Excerpted records:
....

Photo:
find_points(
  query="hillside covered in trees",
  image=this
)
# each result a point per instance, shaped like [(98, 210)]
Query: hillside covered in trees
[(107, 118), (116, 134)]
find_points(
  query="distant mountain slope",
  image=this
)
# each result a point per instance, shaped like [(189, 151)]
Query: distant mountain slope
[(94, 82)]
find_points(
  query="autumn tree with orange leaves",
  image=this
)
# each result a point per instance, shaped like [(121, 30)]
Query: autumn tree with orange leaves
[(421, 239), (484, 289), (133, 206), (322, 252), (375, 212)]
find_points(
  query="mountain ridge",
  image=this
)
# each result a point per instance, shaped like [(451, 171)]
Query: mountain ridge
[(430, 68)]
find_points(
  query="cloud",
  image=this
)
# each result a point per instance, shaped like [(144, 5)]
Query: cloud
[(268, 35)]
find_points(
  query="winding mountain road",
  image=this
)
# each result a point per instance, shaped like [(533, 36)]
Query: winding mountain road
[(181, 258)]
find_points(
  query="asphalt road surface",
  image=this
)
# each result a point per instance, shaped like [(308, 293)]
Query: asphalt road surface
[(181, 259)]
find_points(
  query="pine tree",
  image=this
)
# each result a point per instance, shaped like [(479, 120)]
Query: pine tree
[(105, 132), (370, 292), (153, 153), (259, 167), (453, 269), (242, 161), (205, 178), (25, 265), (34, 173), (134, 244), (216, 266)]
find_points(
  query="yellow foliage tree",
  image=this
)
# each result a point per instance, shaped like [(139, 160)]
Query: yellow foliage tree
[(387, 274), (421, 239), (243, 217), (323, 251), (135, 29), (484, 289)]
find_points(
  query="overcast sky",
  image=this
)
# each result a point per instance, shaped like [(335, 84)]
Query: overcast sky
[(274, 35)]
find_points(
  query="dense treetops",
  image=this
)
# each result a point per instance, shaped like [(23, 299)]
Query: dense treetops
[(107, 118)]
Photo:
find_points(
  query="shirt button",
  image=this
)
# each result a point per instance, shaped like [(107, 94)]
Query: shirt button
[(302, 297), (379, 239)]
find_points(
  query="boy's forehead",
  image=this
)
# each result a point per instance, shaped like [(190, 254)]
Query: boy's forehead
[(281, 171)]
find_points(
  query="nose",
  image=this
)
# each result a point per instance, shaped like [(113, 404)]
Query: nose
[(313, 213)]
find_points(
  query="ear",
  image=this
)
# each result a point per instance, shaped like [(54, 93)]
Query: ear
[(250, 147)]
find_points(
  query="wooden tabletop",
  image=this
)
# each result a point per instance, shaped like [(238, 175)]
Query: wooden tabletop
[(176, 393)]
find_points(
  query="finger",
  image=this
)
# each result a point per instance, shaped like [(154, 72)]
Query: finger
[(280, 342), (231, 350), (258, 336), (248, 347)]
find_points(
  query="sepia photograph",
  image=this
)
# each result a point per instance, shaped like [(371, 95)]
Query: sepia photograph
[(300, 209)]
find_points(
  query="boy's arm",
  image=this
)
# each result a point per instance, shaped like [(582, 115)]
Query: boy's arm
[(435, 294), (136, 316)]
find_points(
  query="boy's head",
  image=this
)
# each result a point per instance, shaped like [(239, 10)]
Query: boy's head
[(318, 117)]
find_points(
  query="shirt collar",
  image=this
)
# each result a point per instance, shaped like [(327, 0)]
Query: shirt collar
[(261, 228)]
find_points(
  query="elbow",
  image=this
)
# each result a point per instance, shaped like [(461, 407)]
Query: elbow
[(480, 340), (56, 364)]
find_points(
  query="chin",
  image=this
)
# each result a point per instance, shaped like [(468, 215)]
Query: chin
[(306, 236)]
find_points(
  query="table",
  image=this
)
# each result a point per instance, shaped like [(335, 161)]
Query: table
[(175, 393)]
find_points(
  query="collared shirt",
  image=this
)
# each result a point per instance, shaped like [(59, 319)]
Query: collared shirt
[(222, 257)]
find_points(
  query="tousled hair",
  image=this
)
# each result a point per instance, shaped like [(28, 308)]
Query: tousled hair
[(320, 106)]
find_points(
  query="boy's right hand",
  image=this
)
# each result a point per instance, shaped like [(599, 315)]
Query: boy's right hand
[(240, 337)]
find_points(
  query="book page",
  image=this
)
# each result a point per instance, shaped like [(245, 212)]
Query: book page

....

Reproduce every one of the rows above verbatim, with no changes.

Result:
Photo:
find_points(
  query="hillside covered in trees",
  image=this
)
# each result a point per instance, shaped like [(98, 210)]
Query: hillside covered in trees
[(107, 118), (116, 134)]
find_points(
  query="distant mountain slope",
  image=this
)
# each result a point per instance, shaped like [(189, 151)]
Query: distant mountain slope
[(94, 82)]
find_points(
  query="autumn tree with orange leaves",
  image=this
)
# each result a point per instance, shaped like [(121, 30)]
Query: autumn tree with orange leaves
[(421, 239), (484, 289), (133, 206), (322, 252), (375, 212)]
find_points(
  query="mountain ridge",
  image=this
)
# each result a point per instance, shaped like [(451, 171)]
Query: mountain ridge
[(430, 68)]
find_points(
  query="cloud",
  image=this
)
# each result a point per instance, shaped like [(144, 5)]
Query: cloud
[(268, 35)]
find_points(
  query="winding mountain road",
  image=this
)
# each result a point per instance, shaped like [(533, 36)]
Query: winding mountain road
[(181, 258)]
find_points(
  query="asphalt road surface",
  image=this
)
# each result a point per instance, shaped like [(308, 293)]
Query: asphalt road surface
[(181, 259)]
find_points(
  query="pine tree",
  image=this
)
# each result a point per instance, shaped like [(479, 120)]
Query: pine tree
[(105, 132), (370, 292), (153, 153), (259, 167), (453, 269), (242, 161), (205, 178), (25, 265), (34, 173), (134, 244), (216, 266)]
find_points(
  query="yellow foliage tree",
  image=this
)
# each result a point per instance, shaped like [(139, 160)]
Query: yellow foliage tree
[(387, 274), (421, 239), (243, 217), (323, 251), (135, 29), (484, 289)]
find_points(
  query="overcast sky",
  image=this
)
# each result a point per instance, shaped like [(335, 84)]
Query: overcast sky
[(274, 35)]
find_points(
  query="dense treetops",
  image=this
)
# each result a point per instance, shaped like [(23, 299)]
Query: dense treetops
[(107, 118)]
Photo:
find_points(
  query="shirt button",
  image=this
)
# each result a point per instance, shaped like [(107, 94)]
Query: shirt button
[(302, 297), (379, 239)]
find_points(
  query="boy's forehead",
  image=this
)
# each result a point per instance, shaped like [(190, 254)]
Query: boy's forehead
[(281, 171)]
find_points(
  query="nose",
  image=this
)
# each result a point per instance, shaped like [(113, 404)]
Query: nose
[(313, 213)]
find_points(
  query="ear",
  image=this
)
# each result a point per instance, shaped like [(54, 93)]
Query: ear
[(250, 147)]
find_points(
  query="wooden tabletop",
  image=this
)
# each result a point per instance, shaped like [(238, 175)]
Query: wooden tabletop
[(176, 393)]
find_points(
  query="finger",
  image=this
)
# each result a point per instance, shaped like [(154, 72)]
Query: finger
[(280, 342), (231, 350), (258, 336), (248, 347)]
find_points(
  query="sepia photograph",
  image=this
)
# each result a point per instance, shaped like [(371, 95)]
Query: sepia photograph
[(300, 209)]
find_points(
  query="boy's arm",
  image=this
)
# each result a point per instance, shaped like [(582, 115)]
Query: boy's arm
[(435, 294), (136, 316)]
find_points(
  query="boy's head",
  image=this
)
# each result a point per instance, shaped like [(239, 10)]
Query: boy's head
[(318, 117)]
find_points(
  query="shirt collar",
  image=this
)
# each result a point per instance, shaped like [(327, 0)]
Query: shirt collar
[(261, 228)]
find_points(
  query="elbow",
  image=this
)
# each result a point per instance, shaped like [(461, 407)]
Query: elbow
[(480, 340), (56, 364)]
find_points(
  query="chin",
  image=this
)
# each result a point per instance, shaped like [(468, 215)]
Query: chin
[(306, 236)]
find_points(
  query="table",
  image=this
)
# each result a point per instance, shaped like [(335, 161)]
Query: table
[(175, 393)]
find_points(
  query="collared shirt",
  image=this
)
# each result a point per instance, shaped like [(59, 319)]
Query: collared shirt
[(222, 257)]
find_points(
  query="tousled hair",
  image=this
)
# each result a point per instance, shaped like [(28, 308)]
Query: tousled hair
[(320, 106)]
find_points(
  query="boy's right hand",
  image=this
)
# each result a point per instance, shaped like [(599, 315)]
Query: boy's right hand
[(240, 337)]
find_points(
  query="book page",
  image=this
)
# each result a point per instance, shaped like [(245, 212)]
Query: book page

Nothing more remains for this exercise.